> [GOAL]:
Present every line of the entries below as a Markdown table with the columns Row and Line, numbering the rows in order. Skip blank lines and leave the pictures out.

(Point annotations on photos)
+++

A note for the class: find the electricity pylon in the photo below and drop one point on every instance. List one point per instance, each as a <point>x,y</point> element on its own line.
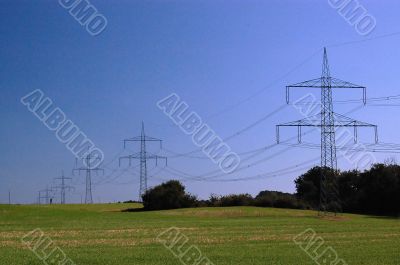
<point>327,120</point>
<point>63,187</point>
<point>88,169</point>
<point>143,156</point>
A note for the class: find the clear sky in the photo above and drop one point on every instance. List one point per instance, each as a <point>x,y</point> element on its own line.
<point>229,60</point>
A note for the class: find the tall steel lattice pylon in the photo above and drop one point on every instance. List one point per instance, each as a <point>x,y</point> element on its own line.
<point>63,187</point>
<point>327,120</point>
<point>143,156</point>
<point>89,169</point>
<point>328,146</point>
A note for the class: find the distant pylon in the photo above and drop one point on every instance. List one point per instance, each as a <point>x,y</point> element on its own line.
<point>143,156</point>
<point>327,120</point>
<point>88,169</point>
<point>63,187</point>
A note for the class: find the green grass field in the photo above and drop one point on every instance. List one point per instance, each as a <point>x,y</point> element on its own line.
<point>104,234</point>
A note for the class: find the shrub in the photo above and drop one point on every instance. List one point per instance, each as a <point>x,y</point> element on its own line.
<point>169,195</point>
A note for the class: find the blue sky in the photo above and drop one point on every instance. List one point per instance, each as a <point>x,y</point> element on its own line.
<point>229,60</point>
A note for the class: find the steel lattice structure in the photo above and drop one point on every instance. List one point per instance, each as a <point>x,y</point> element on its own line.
<point>143,156</point>
<point>63,187</point>
<point>327,120</point>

+++

> [FINAL RESULT]:
| Row | Line |
|---|---|
| 1 | A note for the class: find the electricity pylon in the photo below and drop one point on every instance. List one point per instance, each as a <point>x,y</point> element on its own line. |
| 2 | <point>327,120</point> |
| 3 | <point>63,187</point> |
| 4 | <point>88,169</point> |
| 5 | <point>143,156</point> |
| 6 | A note for the class: find the clear sky in the photo above and drop one point on every instance. List one point per instance, each as a <point>x,y</point> element on its own line. |
| 7 | <point>229,60</point> |
| 8 | A note for the class: find the tall steel lattice pylon in the photo above and drop one point on every instance. List one point per instance, each as a <point>x,y</point> element on its own line. |
| 9 | <point>63,187</point> |
| 10 | <point>327,120</point> |
| 11 | <point>143,156</point> |
| 12 | <point>89,169</point> |
| 13 | <point>328,146</point> |
| 14 | A note for the class: find the distant pylon in the photo above and drop one point on every instance. List one point per instance, each as a <point>x,y</point> element on its own line. |
| 15 | <point>143,156</point> |
| 16 | <point>327,120</point> |
| 17 | <point>88,169</point> |
| 18 | <point>63,187</point> |
| 19 | A note for the class: find the green grass field in the photo above and drop one point on every instance. List one point per instance, each as a <point>x,y</point> element on its own line. |
| 20 | <point>104,234</point> |
| 21 | A note for the class: find the shrub in the photo above and drop one point on every instance. List one point per instance, each as a <point>x,y</point> element on its own line. |
| 22 | <point>169,195</point> |
| 23 | A note for the class: find the blue sky in the photo above and drop one point on every instance. List one point per instance, each as a <point>x,y</point> element on its own line. |
| 24 | <point>229,60</point> |
| 25 | A note for the class: find the steel lattice structure in the photo above and drop one point on every instance. List one point per instance, each as a <point>x,y</point> element on its own line. |
| 26 | <point>143,156</point> |
| 27 | <point>63,187</point> |
| 28 | <point>327,120</point> |